Pictures should be excluded; otherwise, copy every entry exactly.
:: DATA FOR THE TASK ::
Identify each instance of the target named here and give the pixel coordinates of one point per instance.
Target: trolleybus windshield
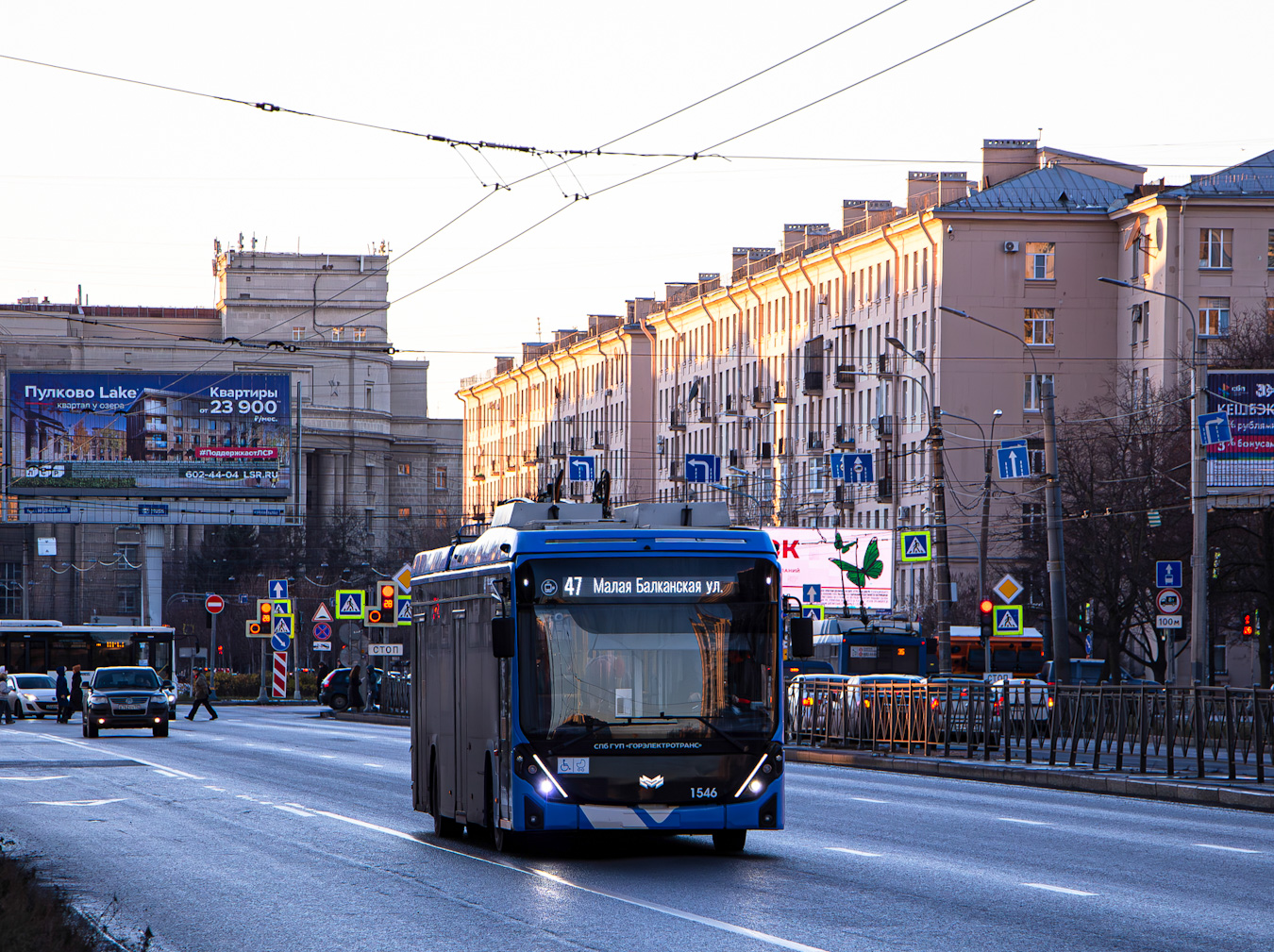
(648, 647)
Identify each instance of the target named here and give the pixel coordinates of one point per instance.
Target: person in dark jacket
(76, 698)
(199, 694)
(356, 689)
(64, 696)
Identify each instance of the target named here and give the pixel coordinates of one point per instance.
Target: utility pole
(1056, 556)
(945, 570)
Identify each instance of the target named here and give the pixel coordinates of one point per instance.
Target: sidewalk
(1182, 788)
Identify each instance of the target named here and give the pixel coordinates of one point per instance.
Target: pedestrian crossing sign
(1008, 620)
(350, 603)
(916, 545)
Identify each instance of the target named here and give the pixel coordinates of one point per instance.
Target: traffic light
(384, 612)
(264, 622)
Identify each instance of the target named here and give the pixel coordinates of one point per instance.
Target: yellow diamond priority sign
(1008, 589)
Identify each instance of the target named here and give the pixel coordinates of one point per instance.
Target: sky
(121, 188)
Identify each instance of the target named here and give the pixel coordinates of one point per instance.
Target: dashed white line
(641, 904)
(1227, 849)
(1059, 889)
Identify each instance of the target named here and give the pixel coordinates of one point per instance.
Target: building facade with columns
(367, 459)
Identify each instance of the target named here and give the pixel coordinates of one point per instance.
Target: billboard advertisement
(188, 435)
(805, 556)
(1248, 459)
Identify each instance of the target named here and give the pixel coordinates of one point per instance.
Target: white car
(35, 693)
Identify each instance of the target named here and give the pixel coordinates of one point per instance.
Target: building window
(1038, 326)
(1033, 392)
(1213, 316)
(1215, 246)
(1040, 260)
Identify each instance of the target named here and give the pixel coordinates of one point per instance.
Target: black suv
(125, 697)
:::
PROBLEM SOLUTION
Identify each instance of the target named here and give the pixel coordinates of one point per instance.
Target: trolleybus windshield
(648, 647)
Identify each instance of the target named here and give the pixel coordinates of one point per instance.
Target: person in dark jacket
(76, 698)
(199, 694)
(356, 689)
(64, 696)
Identify each instance of the target named here and give the pixel coordinates of one point per instance.
Target: utility pole
(1056, 556)
(945, 570)
Identify each instance of the target named here and give the pixel coordinates of one point per instance.
Target: sidewalk
(1182, 788)
Identify each instance of the target named here and give the pixel coordinates of one point per instance.
Target: pedestrian crossing sign
(1008, 620)
(350, 603)
(916, 545)
Identify each instance of the target named here and give the pixel coordinates of one point per instance.
Target: traffic light
(384, 612)
(264, 622)
Identify each instance of the target named here and give the pixel coordinates of one point per instance.
Target: yellow diamond priority sign
(1008, 589)
Identify each instance of the target named here and give the pixel coordinates of one point per instance.
Target: sky
(121, 188)
Identify each instance of the target named here and give the pixel coordinates of one point per instance.
Target: dashed white line
(641, 904)
(1227, 849)
(1059, 889)
Identify each instance of the target named here and give the pixel coordinates of one point per instance.
Target: building facade with columns
(367, 459)
Identify each instance of the target named here and give the pixel coordinates of one point per instance.
Target: billboard advertisement
(188, 435)
(805, 556)
(1248, 459)
Identify each instance of the target named here and give the pixel coordinates of one point per instance.
Target: white car
(35, 693)
Identify each instance of the target named here and give the pixel coordinates of one point per instance.
Target: building window
(1038, 326)
(1033, 392)
(1213, 316)
(1215, 246)
(1040, 260)
Identify each instance of the target named here and give the pixel coordinates of one point per instance.
Target: black suv
(125, 697)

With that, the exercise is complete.